With the pictures removed, please write out every line below exactly as given.

================

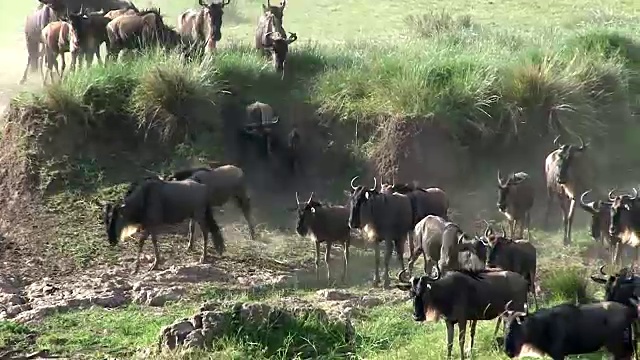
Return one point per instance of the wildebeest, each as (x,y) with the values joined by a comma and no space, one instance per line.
(569,329)
(515,200)
(567,175)
(328,224)
(519,256)
(58,38)
(223,183)
(271,37)
(135,32)
(383,217)
(624,221)
(204,25)
(460,296)
(51,10)
(155,202)
(444,244)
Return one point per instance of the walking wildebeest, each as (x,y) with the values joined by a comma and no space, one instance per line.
(155,202)
(624,221)
(567,175)
(49,10)
(444,244)
(461,296)
(223,183)
(328,224)
(271,38)
(204,25)
(519,256)
(382,217)
(135,32)
(515,200)
(569,329)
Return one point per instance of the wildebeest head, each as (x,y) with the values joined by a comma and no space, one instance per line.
(420,290)
(620,207)
(306,210)
(213,13)
(565,157)
(600,212)
(357,200)
(504,185)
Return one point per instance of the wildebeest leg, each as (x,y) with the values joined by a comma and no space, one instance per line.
(376,250)
(462,332)
(327,259)
(449,339)
(317,243)
(144,237)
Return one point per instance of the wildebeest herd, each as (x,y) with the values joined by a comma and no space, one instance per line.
(467,277)
(54,29)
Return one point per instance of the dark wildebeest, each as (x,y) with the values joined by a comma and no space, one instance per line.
(519,256)
(50,10)
(328,224)
(152,203)
(624,221)
(567,175)
(460,296)
(570,329)
(271,38)
(223,183)
(515,200)
(383,217)
(444,244)
(204,25)
(136,32)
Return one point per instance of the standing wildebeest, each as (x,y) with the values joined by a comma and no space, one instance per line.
(444,244)
(155,202)
(519,256)
(223,183)
(515,200)
(328,224)
(567,176)
(204,25)
(570,329)
(461,296)
(624,221)
(135,32)
(383,217)
(271,37)
(49,11)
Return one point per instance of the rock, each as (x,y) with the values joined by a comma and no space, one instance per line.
(334,294)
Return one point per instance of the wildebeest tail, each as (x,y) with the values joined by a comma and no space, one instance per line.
(218,240)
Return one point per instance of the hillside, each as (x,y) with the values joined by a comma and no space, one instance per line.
(444,95)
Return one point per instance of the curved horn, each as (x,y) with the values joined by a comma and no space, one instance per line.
(352,180)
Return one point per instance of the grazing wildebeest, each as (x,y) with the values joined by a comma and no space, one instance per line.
(383,217)
(135,32)
(519,256)
(328,224)
(58,38)
(624,221)
(569,329)
(223,183)
(154,202)
(567,175)
(271,38)
(460,296)
(515,200)
(204,25)
(445,244)
(50,10)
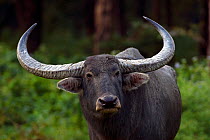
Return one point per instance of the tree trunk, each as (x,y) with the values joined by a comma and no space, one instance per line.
(169,13)
(156,10)
(204,28)
(29,12)
(208,47)
(89,16)
(108,19)
(141,8)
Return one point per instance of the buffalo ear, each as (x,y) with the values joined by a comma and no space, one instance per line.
(134,80)
(70,84)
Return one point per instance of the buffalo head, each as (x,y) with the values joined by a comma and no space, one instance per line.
(100,79)
(102,85)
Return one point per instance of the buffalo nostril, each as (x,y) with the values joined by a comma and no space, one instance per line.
(108,101)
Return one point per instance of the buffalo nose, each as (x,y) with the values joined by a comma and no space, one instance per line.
(108,101)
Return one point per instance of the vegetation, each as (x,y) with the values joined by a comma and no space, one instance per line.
(31,108)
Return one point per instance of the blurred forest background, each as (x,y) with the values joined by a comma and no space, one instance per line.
(31,108)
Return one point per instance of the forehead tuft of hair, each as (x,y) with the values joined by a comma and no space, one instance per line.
(104,59)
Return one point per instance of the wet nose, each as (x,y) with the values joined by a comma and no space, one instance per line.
(108,101)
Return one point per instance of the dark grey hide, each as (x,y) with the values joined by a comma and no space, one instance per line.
(150,108)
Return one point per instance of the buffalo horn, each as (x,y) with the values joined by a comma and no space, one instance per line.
(45,70)
(155,62)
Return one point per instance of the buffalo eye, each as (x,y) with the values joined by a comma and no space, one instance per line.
(89,75)
(117,73)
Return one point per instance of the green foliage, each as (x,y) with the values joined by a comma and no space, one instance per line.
(194,84)
(31,107)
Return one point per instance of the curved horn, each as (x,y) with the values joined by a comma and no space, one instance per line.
(44,70)
(155,62)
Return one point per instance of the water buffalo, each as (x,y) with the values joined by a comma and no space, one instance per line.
(123,97)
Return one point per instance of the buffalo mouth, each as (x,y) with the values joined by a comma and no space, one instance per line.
(108,105)
(108,110)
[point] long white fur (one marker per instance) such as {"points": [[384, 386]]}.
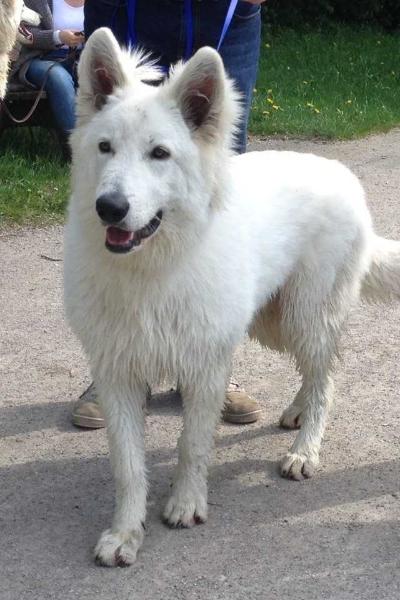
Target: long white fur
{"points": [[278, 244]]}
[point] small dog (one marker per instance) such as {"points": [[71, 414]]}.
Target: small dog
{"points": [[175, 248], [12, 13]]}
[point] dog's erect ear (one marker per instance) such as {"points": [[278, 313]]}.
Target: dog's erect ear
{"points": [[200, 88], [100, 72]]}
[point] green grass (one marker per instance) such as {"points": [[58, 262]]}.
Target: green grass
{"points": [[34, 179], [338, 83]]}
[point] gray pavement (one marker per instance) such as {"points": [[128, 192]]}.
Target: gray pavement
{"points": [[336, 536]]}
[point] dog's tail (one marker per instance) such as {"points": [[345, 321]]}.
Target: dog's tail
{"points": [[382, 281]]}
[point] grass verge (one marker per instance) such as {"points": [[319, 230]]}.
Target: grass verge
{"points": [[34, 179], [337, 83]]}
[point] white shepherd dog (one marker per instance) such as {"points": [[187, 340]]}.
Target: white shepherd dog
{"points": [[175, 248]]}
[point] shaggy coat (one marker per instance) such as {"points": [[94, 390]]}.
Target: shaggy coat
{"points": [[175, 249]]}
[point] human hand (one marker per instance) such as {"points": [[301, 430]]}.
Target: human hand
{"points": [[71, 37]]}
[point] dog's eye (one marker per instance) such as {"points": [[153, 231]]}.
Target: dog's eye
{"points": [[104, 147], [160, 153]]}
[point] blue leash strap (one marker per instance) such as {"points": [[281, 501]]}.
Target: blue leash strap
{"points": [[227, 22], [131, 33], [189, 29]]}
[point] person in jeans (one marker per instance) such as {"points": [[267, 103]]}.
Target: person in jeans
{"points": [[46, 57], [171, 30]]}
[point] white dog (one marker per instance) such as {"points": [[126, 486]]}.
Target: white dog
{"points": [[12, 13], [175, 248]]}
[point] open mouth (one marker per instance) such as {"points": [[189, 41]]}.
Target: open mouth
{"points": [[120, 240]]}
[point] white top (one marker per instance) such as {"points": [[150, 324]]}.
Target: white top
{"points": [[66, 17]]}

================

ANSWER SPACE:
Return one point per instance of the wildebeest, each as (x,y) with the values joined by a comma and no space, one instance per line.
(569,329)
(515,200)
(567,175)
(328,224)
(519,256)
(58,38)
(223,183)
(271,37)
(135,32)
(383,217)
(624,221)
(204,25)
(460,296)
(51,10)
(155,202)
(444,244)
Return one point per instance of the walking wildebeest, each as (x,y) with the values joined by a comma and no space, one instance per line.
(155,202)
(624,221)
(567,175)
(49,10)
(444,244)
(461,296)
(223,183)
(328,224)
(271,38)
(204,25)
(519,256)
(382,217)
(135,32)
(515,200)
(569,329)
Return one point per instance of the wildebeest head, each as (x,y) with the values joined by a comma and no space, one instance per line.
(420,290)
(620,207)
(306,210)
(213,13)
(565,157)
(600,212)
(357,200)
(504,185)
Return one point per instance of the wildebeest leg, each as (x,y) with the values joined by a comma and no space, one instance per line.
(376,250)
(462,332)
(327,259)
(449,339)
(317,243)
(144,237)
Return one point per instance of the wildebeest herd, each as (x,y) with the values joined by a comma and no space, one instance per line.
(467,277)
(54,29)
Return one point per instance of the dark wildebeest, each as (x,y) with the values joined by a comma and no space, one instance per line.
(519,256)
(50,10)
(328,224)
(152,203)
(624,221)
(567,175)
(460,296)
(570,329)
(271,38)
(223,183)
(515,200)
(383,217)
(444,244)
(204,25)
(136,32)
Return one point per instance of the standing wildebeest, each as (x,y) with the values joined by a comma and no space, one instance per line.
(444,244)
(155,202)
(519,256)
(223,183)
(515,200)
(328,224)
(567,176)
(204,25)
(570,329)
(461,296)
(624,221)
(135,32)
(383,217)
(271,37)
(49,11)
Return one point per instance of the rock, each as (x,y) with the values joined by a comma and no space, one instance per line.
(334,294)
Return one point per instance of the wildebeest tail, each as (x,y) with the values joined by a comma and no space, one instance per line.
(218,240)
Return one point per instance of the hillside, each as (x,y) with the values joined by a comma and no space, one instance per line.
(444,95)
Return one point per instance of the curved horn, each as (x,y) with the values joined by a comma and no space, one instance per line.
(352,180)
Return one point per instance of the grazing wildebeest, each as (x,y) with the values joined by a comma and no space, one instance per line.
(383,217)
(135,32)
(519,256)
(328,224)
(58,38)
(624,221)
(569,329)
(223,183)
(154,202)
(567,175)
(271,38)
(460,296)
(515,200)
(204,25)
(445,244)
(50,10)
Return one point per instance of the tree trunk, each as (x,y) with the values joined by a comma and no space, one instance per line.
(169,13)
(156,10)
(204,28)
(29,12)
(208,47)
(89,16)
(108,19)
(141,8)
Return one point per instance of the buffalo ear, each as (x,y) with the values joined by a comma and no space, one instance per line.
(134,80)
(70,84)
Return one point per instance of the buffalo head, each as (x,y) with the values joined by a comma and no space, one instance per line.
(100,79)
(102,85)
Return one point per instance of the buffalo nostril, each as (x,y) with the values joined by a comma and no space, one instance per line.
(108,101)
Return one point per instance of the buffalo nose, each as (x,y) with the values joined by a comma and no space, one instance per line.
(108,101)
Return one point per instance of the vegetation, each as (x,y) with the values joined by a comma and no space, one instance per line.
(31,108)
Return one point per instance of the blurred forest background, each as (x,y) with the values joined by a comma and no space, one instance per line.
(31,108)
Return one point per instance of the forehead tuft of hair, each as (x,y) with the values joined by a comma and no space, one instance per line.
(104,59)
Return one point per instance of the wet nose, each as (x,y) with the values joined by a comma and no space, one instance per line.
(108,101)
Return one point per instance of the dark grey hide, each as (x,y) with the values joined by a comma and no space, one instance per line.
(150,108)
Return one point per instance of the buffalo horn, each as (x,y) with the values joined by a comma and no space, one instance per line.
(45,70)
(155,62)
Return one point per instance of the buffalo eye, each as (x,y) with the values joined by a comma and no space, one instance per line.
(89,75)
(117,73)
Return one point per instance of the green foliage, each as (x,y) with the values joined by a comma and no space, one instance per line.
(194,84)
(31,107)
Return one point per instance of the curved horn, each as (x,y) with the values joined by a comma and no space, one instance per line.
(44,70)
(155,62)
Return one point per instance of the water buffalo, each as (x,y) with the values joined by a comma and no space, one instance per line.
(123,97)
Return one point per instance of the buffalo mouth, each as (x,y) with the values joined by a comma and no space, one instance per line.
(108,105)
(108,110)
[point] long white fur (one marker per instance) such as {"points": [[384, 386]]}.
Target: long white fur
{"points": [[278, 244]]}
[point] small dog (one marker per instance) such as {"points": [[71, 414]]}.
Target: small dog
{"points": [[175, 248], [12, 13]]}
[point] dog's erect ear (one marker per instance) such as {"points": [[278, 313]]}.
Target: dog's erect ear
{"points": [[200, 88], [100, 72]]}
[point] green grass (one marker per instance) such as {"points": [[58, 262]]}.
Target: green grass
{"points": [[34, 179], [338, 83]]}
[point] gray pavement (one marker per instance) such as {"points": [[128, 192]]}.
Target: gray pavement
{"points": [[336, 536]]}
[point] dog's tail (one marker per instance) such as {"points": [[345, 321]]}.
Target: dog's tail
{"points": [[382, 281]]}
[point] grass verge (one marker per instance) such as {"points": [[319, 230]]}.
Target: grass verge
{"points": [[34, 179], [337, 83]]}
[point] white shepherd dog (one marker per instance) such as {"points": [[187, 340]]}.
Target: white shepherd dog
{"points": [[175, 248]]}
[point] shaggy coat (one marker per instance) such as {"points": [[94, 390]]}.
Target: shaggy coat
{"points": [[175, 249]]}
[point] human hand (one marker per instance) such as {"points": [[301, 430]]}.
Target: human hand
{"points": [[71, 37]]}
[point] dog's eye (one marker per instance) such as {"points": [[153, 231]]}.
Target: dog's eye
{"points": [[104, 147], [160, 153]]}
[point] blue leash strap (one marker per instance) such as {"points": [[281, 501]]}.
Target: blue leash strap
{"points": [[227, 22], [131, 33], [189, 29]]}
[point] person in jeans (one marker per instance) such as {"points": [[267, 103]]}.
Target: person in jeans
{"points": [[46, 57], [171, 30]]}
[point] white dog (one marker per instance) such as {"points": [[126, 486]]}.
Target: white dog
{"points": [[12, 13], [175, 248]]}
[point] open mouth (one marker per instance) such as {"points": [[189, 41]]}.
Target: open mouth
{"points": [[120, 240]]}
[point] white top (one marker per instance) such as {"points": [[150, 324]]}.
Target: white top
{"points": [[66, 17]]}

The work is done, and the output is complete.